start RECORDS TO PROCESS

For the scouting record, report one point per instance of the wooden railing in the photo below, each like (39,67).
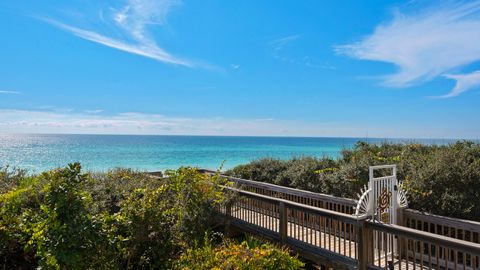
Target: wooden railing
(317,233)
(418,249)
(337,204)
(343,240)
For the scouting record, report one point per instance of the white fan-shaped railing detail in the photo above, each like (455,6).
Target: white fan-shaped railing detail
(363,202)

end RECORDS TO PROCESS

**INSTRUCTIONS TO FOLLOW**. Recast all of the entries above as a two-column CSV with the headers label_text and points, one row per entry. Put each entry's text and its answer each in its own quoted field with line breaks converted to spaces, and leave the pictures out.

**RESPONSE**.
label_text,points
"For the scouting record, report one point per instance of the wooden railing in the photo below, each like (39,67). Target: wooden railing","(317,233) (418,249) (337,204) (343,240)"
"For the scouting record, report one point per instance of the white fan-shaped railing detail in the photo above, each like (455,6). Target: white fan-shaped railing detail","(363,202)"